* [HOW TO COMPLETE THIS TASK]:
Please return every entry below exactly as written, without any of its pictures.

Data extracted from a collection:
::::::::::

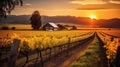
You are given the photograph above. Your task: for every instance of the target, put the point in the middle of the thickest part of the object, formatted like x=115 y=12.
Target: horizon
x=101 y=9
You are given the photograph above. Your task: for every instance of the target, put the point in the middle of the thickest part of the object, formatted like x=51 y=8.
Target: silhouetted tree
x=35 y=20
x=6 y=6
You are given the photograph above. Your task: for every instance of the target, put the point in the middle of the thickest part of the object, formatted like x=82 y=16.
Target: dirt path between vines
x=66 y=60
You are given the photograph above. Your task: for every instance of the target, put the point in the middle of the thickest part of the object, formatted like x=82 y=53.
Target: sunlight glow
x=92 y=16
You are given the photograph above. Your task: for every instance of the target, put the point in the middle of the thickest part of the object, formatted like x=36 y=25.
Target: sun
x=92 y=17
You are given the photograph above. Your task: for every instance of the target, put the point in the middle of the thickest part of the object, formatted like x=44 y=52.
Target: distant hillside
x=24 y=19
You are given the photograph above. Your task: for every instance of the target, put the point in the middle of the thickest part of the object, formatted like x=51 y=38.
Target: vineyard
x=44 y=48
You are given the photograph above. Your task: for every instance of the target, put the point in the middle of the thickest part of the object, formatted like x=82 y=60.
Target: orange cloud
x=91 y=8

::::::::::

* [YOUR RESPONSE]:
You are given the photograph above. Your task: for every instance of the target, put the point in the middle of the thickest part of the object, formatted like x=115 y=12.
Target: horizon
x=101 y=9
You are given the photograph above. Your task: for every instance of the target, put the point in the middle of the thickest part of the object, formatted like x=51 y=8.
Target: silhouetted tree
x=35 y=20
x=6 y=6
You are given the photograph above. Your task: for every instance of the target, put the point in the middle of the thickest part of the object, formatted like x=82 y=16.
Target: dirt path between vines
x=66 y=60
You are given the photograph above. Your task: for every instance of the target, put the point in the middle of the thickest part of the object, formatted like x=82 y=53.
Target: sunlight glow
x=92 y=16
You are given the photograph above. Your task: for every instance of the target, put the point in the middle of the thickest part of the object, formatted like x=36 y=25.
Target: sun
x=92 y=17
You are given the photograph above. Your task: for every instance of the target, put the point in the middle of the thickest part of the object, formatted like x=44 y=52.
Target: distant hillside
x=24 y=19
You are given the photograph above. Your task: for every instance of the target, put the point in the middle of the thickest part of the object, formatted like x=51 y=38.
Target: vineyard
x=44 y=48
You are given the photograph above. Your task: for every instance of the target, put the point in the middle of the thickest part of the object, formatted like x=82 y=60.
Target: orange cloud
x=91 y=8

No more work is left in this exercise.